Leaving the pictures aside, reproduce the data in full and word for word.
==== DATA RECORDS
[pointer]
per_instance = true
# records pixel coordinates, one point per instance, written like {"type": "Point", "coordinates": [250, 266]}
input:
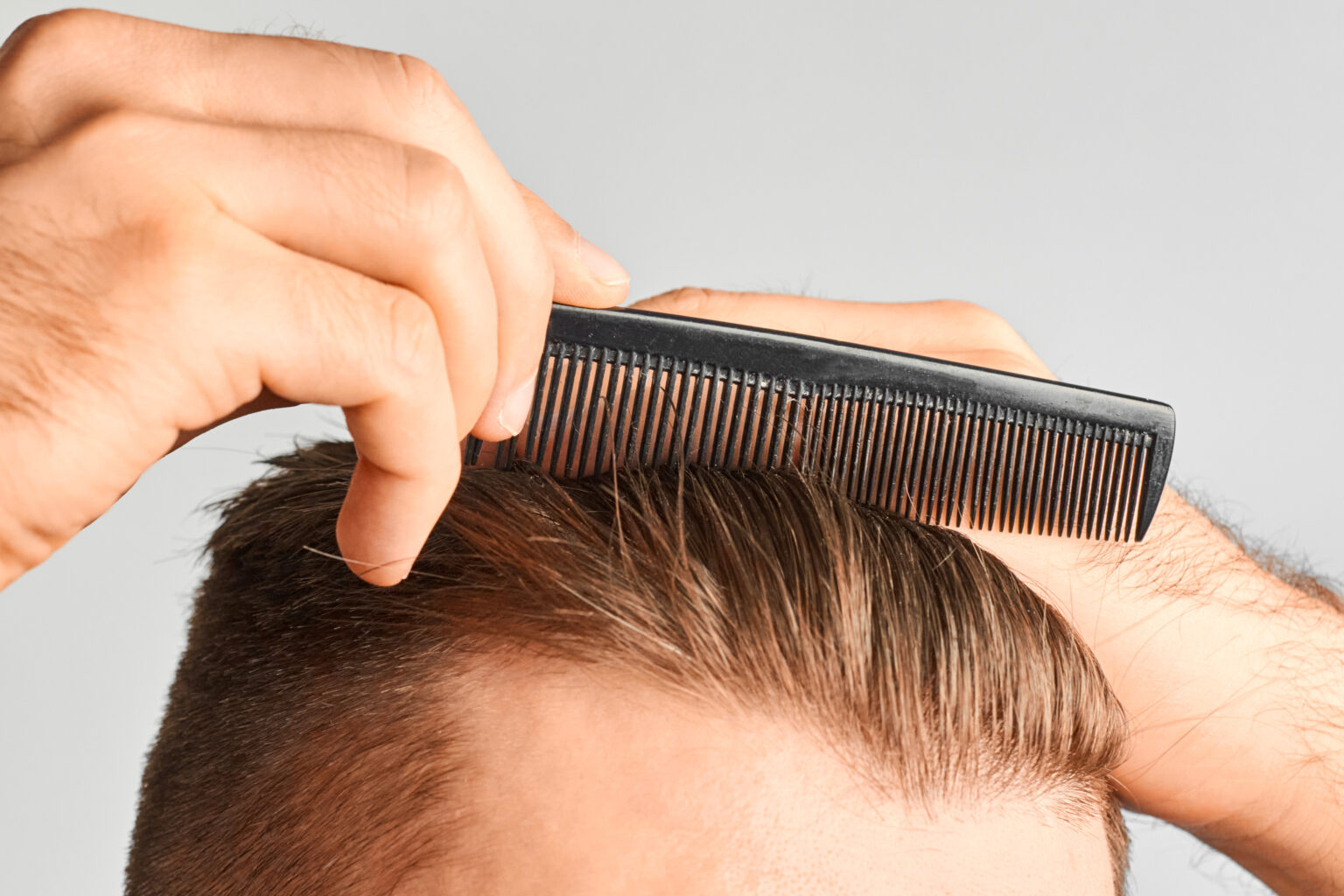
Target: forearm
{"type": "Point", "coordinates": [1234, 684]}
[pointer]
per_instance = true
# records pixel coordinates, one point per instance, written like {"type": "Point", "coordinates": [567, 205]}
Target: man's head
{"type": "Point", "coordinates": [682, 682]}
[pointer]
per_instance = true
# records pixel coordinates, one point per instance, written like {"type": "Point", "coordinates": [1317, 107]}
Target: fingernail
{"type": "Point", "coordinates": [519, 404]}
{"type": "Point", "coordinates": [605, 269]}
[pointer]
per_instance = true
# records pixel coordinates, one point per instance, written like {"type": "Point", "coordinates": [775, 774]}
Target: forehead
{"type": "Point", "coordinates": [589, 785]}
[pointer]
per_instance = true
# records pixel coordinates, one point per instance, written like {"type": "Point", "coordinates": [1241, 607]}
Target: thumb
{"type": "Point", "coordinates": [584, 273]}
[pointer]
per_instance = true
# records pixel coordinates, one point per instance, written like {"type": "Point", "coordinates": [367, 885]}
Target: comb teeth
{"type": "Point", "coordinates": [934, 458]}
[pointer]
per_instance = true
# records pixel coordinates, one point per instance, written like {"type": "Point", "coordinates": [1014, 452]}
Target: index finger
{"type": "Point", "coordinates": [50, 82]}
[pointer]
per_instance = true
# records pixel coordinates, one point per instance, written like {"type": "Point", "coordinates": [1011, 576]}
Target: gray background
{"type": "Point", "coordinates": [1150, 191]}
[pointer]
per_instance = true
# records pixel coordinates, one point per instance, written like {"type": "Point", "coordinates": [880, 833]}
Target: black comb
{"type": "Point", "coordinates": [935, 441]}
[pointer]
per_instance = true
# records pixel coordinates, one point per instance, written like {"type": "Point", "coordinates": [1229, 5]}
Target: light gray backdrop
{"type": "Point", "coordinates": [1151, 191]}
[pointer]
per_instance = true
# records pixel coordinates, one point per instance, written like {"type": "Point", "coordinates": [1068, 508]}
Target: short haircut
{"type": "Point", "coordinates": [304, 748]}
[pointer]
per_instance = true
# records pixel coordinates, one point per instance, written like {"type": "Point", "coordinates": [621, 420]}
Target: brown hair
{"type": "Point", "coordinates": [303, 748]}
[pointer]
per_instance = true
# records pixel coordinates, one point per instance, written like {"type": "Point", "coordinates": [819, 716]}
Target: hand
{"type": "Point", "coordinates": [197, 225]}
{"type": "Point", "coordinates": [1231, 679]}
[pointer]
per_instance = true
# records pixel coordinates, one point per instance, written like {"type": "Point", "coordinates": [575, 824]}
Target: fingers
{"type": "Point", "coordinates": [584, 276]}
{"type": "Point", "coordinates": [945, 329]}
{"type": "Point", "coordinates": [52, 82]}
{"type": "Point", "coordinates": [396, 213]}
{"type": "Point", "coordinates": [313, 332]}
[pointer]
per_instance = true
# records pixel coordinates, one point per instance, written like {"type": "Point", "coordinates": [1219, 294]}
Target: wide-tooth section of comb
========
TASK RESULT.
[pointer]
per_instance = true
# records pixel coordinates, one point per instance, written like {"type": "Point", "coordinates": [250, 266]}
input:
Target: forearm
{"type": "Point", "coordinates": [1234, 684]}
[pointer]
per_instance = true
# records pixel coordinates, one point per instance, written like {"type": "Point", "coordinates": [567, 205]}
Target: man's head
{"type": "Point", "coordinates": [682, 682]}
[pointer]
per_instance = true
# records pixel coordinates, one point per instance, written like {"type": "Point", "coordinates": [1317, 107]}
Target: fingernail
{"type": "Point", "coordinates": [519, 404]}
{"type": "Point", "coordinates": [605, 269]}
[pointer]
per_instance = true
# records pixel coordinates, one point per instance, written like {"type": "Point", "coordinates": [775, 774]}
Target: forehead
{"type": "Point", "coordinates": [589, 785]}
[pointer]
per_instance = true
# records pixel coordinates, one point per instance, written like {"type": "Point", "coordinates": [1241, 607]}
Target: thumb
{"type": "Point", "coordinates": [584, 273]}
[pointer]
per_instance = true
# records pixel coordinates, one point per instance, written like {"type": "Point", "coordinates": [367, 885]}
Target: comb teeth
{"type": "Point", "coordinates": [934, 458]}
[pointer]
per_instance = true
# records pixel coordinates, one point per instance, written like {"type": "Point", "coordinates": [1014, 452]}
Target: index finger
{"type": "Point", "coordinates": [50, 82]}
[pointer]
per_instance = true
# records pixel coordinates, one point per instance, written like {"type": "Point", "coordinates": [1011, 576]}
Target: gray background
{"type": "Point", "coordinates": [1150, 191]}
[pointer]
per_instance = true
# records pixel coordinates, one point per instance, written like {"type": "Point", "coordinates": [880, 833]}
Target: black comb
{"type": "Point", "coordinates": [935, 441]}
[pointer]
per_instance = true
# records pixel coordinates, one point per instance, written like {"type": "Point", "coordinates": [1229, 5]}
Target: light gray backdrop
{"type": "Point", "coordinates": [1151, 191]}
[pointer]
per_instance = true
# records pixel coordinates, one point per instance, written like {"type": "Point", "coordinates": [1068, 508]}
Target: short haircut
{"type": "Point", "coordinates": [304, 748]}
[pointer]
per_instance = true
# records pixel coordinates, one point per instance, written like {"type": "Point", "coordinates": [621, 420]}
Target: brown hair
{"type": "Point", "coordinates": [303, 748]}
[pointer]
per_instance = true
# records pixel coordinates, one point per instance, written like {"type": "Point", "coordinates": [819, 716]}
Target: hand
{"type": "Point", "coordinates": [197, 225]}
{"type": "Point", "coordinates": [1231, 679]}
[pointer]
per_instance = true
# records pixel coordinates, one point per instance, written like {"type": "Point", "coordinates": [575, 824]}
Target: fingers
{"type": "Point", "coordinates": [584, 276]}
{"type": "Point", "coordinates": [945, 329]}
{"type": "Point", "coordinates": [52, 82]}
{"type": "Point", "coordinates": [396, 213]}
{"type": "Point", "coordinates": [313, 332]}
[pointer]
per_instance = true
# records pixel coordinates, one point per instance, written like {"type": "Point", "coordinates": [1219, 294]}
Target: wide-tooth section of comb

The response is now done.